[EXTRACTED TEXT Boundary: Start]

Genetic Risk Factors for Breast Cancer in South Africa
Prof Christopher Mathew
- Department of Human Genetics and Sydney Brenner Institute for Molecular Bioscience, University of the Witwatersrand
A/Prof Michael Urban
- Division of Molecular Biology and Human Genetics, Faculty of Medicine and Health Sciences, University of Stellenbosch
Title of the project
Genetic risk factors for breast cancer in South Africa: A discovery, testing and counselling pathway
Genetic variants make an important contribution to the risk of breast cancer both in families with hereditary breast cancer and in the general population. Genetic risk factors include rare mutations in genes like BRCA1, which are associated with a high risk of breast cancer, and common genetic variants which occur in the general population and collectively can increase the risk severalfold. Much is known about genetic risk factors in European populations, but such knowledge is limited to the indigenous South African populations.

[EXTRACTED TEXT Boundary: End]

• REQUIRED TASKS:
1: Rewrite the paragraph of the breast cancer project description that begins "Genetic variants make an important contribution" as a short bulleted list, keeping its main facts.
2: Summarize the breast cancer project description in exactly two sentences.
3: Carry on writing the breast cancer project description from the point where it stops.
The rows that follow are not needed for anything here.

[ENTRIES SHOWN Boundary: Start]

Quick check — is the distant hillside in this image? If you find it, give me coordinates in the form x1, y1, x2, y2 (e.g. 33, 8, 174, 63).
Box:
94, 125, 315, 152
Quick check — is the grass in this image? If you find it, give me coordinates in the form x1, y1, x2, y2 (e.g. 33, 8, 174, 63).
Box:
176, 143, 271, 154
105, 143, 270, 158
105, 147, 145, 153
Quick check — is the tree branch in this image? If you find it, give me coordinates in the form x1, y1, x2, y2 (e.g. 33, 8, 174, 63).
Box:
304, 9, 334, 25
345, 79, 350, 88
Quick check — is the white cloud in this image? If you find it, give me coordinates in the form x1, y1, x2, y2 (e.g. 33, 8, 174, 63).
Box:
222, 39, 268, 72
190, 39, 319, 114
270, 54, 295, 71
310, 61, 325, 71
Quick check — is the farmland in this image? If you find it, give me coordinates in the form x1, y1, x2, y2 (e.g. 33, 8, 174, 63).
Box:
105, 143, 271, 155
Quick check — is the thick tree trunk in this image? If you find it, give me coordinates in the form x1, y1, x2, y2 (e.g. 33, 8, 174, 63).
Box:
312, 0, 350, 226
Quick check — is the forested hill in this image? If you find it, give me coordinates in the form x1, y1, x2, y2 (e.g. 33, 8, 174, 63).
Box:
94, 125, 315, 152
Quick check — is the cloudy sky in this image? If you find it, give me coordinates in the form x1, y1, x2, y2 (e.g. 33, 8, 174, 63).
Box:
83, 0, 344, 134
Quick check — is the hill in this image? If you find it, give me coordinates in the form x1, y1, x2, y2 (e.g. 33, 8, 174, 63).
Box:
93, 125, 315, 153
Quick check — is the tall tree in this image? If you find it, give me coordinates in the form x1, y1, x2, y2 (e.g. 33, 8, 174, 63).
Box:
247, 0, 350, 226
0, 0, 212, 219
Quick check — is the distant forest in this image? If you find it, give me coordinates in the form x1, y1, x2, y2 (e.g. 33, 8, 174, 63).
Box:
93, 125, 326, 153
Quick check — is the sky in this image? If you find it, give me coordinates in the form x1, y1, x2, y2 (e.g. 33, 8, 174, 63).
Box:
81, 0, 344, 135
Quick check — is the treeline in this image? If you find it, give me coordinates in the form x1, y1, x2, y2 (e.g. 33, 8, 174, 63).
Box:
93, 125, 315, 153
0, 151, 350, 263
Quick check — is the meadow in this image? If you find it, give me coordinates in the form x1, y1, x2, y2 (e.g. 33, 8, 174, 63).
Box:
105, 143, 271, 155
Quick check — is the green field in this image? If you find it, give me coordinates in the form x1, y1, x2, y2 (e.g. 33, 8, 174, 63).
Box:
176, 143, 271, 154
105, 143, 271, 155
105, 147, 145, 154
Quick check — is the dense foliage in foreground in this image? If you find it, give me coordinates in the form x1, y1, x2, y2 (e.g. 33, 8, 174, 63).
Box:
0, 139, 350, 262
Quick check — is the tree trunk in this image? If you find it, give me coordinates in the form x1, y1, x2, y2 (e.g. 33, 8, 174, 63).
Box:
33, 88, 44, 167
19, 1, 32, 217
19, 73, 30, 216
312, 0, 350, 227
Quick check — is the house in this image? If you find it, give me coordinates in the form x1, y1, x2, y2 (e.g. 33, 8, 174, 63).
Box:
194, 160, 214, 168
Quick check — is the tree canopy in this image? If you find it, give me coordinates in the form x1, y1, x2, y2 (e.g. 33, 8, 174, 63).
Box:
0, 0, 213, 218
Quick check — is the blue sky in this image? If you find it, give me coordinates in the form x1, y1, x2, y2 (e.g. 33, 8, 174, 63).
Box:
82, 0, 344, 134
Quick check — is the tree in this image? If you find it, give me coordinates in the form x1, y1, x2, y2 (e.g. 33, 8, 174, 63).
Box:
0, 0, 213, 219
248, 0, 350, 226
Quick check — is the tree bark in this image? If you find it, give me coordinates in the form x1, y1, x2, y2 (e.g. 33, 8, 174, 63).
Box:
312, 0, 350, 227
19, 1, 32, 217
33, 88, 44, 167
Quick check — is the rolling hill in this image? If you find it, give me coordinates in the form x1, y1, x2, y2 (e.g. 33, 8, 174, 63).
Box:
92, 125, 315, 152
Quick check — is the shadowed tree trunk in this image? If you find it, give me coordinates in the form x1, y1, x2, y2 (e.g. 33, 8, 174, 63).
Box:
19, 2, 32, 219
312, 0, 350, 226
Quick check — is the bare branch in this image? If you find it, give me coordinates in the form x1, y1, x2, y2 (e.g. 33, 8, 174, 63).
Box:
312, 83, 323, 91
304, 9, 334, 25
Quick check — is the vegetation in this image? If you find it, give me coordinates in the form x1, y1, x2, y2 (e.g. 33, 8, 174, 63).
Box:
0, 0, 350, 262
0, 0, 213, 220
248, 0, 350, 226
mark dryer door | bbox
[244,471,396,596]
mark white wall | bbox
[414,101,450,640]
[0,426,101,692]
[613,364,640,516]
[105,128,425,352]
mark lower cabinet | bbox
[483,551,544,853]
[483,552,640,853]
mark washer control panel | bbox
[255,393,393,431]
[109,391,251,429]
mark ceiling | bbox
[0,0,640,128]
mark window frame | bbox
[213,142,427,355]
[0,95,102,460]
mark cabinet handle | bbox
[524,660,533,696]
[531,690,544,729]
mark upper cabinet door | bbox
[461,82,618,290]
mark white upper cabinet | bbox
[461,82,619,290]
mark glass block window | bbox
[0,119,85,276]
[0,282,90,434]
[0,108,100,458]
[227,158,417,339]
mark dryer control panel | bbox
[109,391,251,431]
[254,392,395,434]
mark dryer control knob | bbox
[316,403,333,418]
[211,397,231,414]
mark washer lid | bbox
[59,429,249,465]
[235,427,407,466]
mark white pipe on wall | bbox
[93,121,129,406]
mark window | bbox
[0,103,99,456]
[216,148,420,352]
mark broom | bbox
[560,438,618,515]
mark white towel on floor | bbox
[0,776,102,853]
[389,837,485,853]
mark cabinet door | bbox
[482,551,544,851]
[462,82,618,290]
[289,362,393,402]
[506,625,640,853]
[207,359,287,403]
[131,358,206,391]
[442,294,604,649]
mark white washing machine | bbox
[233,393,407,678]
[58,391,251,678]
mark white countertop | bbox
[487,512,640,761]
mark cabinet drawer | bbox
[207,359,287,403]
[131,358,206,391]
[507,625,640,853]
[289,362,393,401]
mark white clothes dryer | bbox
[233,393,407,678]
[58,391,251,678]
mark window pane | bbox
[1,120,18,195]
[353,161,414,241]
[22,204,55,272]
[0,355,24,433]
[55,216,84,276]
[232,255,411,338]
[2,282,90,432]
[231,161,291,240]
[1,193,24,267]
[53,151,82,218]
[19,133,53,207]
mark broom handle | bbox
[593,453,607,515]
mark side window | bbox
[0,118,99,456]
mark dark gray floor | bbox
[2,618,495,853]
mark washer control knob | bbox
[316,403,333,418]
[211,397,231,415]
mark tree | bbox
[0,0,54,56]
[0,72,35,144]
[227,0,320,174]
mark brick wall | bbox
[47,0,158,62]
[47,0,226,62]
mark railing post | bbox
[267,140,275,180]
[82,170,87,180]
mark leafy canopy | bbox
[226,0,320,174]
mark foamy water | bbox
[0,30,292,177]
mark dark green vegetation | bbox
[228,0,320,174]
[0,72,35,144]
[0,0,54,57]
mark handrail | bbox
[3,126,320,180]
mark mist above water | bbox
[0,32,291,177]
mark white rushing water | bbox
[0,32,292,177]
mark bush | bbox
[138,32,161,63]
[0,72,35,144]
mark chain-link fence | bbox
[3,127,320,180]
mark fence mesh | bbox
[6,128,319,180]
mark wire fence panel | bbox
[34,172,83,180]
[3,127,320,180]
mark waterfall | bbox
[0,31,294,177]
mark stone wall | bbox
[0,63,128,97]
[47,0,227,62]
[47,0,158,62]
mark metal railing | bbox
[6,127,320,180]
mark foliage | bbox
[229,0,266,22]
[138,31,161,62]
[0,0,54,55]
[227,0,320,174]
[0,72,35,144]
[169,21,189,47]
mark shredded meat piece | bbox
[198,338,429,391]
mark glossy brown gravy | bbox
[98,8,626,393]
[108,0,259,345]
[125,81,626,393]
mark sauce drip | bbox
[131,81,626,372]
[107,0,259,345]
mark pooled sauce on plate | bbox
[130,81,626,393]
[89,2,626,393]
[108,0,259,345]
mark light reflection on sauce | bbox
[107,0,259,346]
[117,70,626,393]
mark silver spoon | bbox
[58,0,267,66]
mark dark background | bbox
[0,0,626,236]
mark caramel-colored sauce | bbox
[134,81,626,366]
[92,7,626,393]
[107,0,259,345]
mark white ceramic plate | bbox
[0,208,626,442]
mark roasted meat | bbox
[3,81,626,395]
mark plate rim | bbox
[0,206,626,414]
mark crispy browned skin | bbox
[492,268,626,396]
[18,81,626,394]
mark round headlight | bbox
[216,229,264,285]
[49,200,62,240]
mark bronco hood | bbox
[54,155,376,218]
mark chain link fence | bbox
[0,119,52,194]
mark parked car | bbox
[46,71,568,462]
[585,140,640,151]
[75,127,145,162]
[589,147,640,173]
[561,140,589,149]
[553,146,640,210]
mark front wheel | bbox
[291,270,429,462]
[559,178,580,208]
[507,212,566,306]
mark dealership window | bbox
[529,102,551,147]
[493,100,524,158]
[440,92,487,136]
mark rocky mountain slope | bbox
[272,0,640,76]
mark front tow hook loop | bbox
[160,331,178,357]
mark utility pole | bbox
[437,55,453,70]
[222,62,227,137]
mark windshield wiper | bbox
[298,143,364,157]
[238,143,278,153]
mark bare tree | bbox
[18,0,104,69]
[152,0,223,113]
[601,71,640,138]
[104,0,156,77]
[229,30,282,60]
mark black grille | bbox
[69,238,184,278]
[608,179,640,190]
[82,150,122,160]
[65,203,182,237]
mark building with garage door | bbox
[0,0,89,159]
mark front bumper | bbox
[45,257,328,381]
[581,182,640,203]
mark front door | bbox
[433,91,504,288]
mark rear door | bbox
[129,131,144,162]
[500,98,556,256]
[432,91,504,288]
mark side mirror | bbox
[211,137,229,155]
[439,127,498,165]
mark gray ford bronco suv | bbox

[ENTRIES SHOWN Boundary: End]

• ANSWER SECTION:
1:
- Genetic variants contribute importantly to breast cancer risk, both in families with hereditary breast cancer and in the general population.
- Rare mutations in genes such as BRCA1 carry a high risk of breast cancer.
- Common variants in the general population can together raise the risk severalfold.
- Much is known about these risk factors in European populations, but little about them in indigenous South African populations.

2: Prof Christopher Mathew and A/Prof Michael Urban are named on a project titled "Genetic risk factors for breast cancer in South Africa: A discovery, testing and counselling pathway." Breast cancer risk is shaped by rare high-risk mutations such as those in BRCA1 and by common variants that together can raise risk severalfold, but knowledge of these factors is limited for indigenous South African populations.

3:
We will investigate the contribution of rare genetic variants to breast cancer by sequencing a panel of potential breast cancer genes in 1000 young breast cancer patients of African ancestry and 1000 non-breast cancer patients (controls) from Gauteng to determine which genes contain pathogenic mutations in this population and thus inform the design of a diagnostic test for early-onset and hereditary breast cancer in South Africa.
We will also sequence a gene panel in patients from the Western Cape with early diagnosis, family history or triple-negative breast cancer, and use the results to assess the clinical and personal utility of genetic counselling and testing for cancer risk in family settings. The role of common genetic variants will be investigated by a major expansion of our genome-wide association study (GWAS) of breast cancer in women of African ancestry via our participation in CONFLUENCE, which is a global project on the genetics of breast cancer. Findings from the GWAS will be used to develop a polygenic risk score relevant and effective in women of African ancestry.
This collaborative effort by scientists and clinicians from reputed research and diagnostic centres in South Africa and the UK will contribute to the development of effective risk profiling of breast cancer in South Africa and promote earlier detection of this common and often fatal cancer.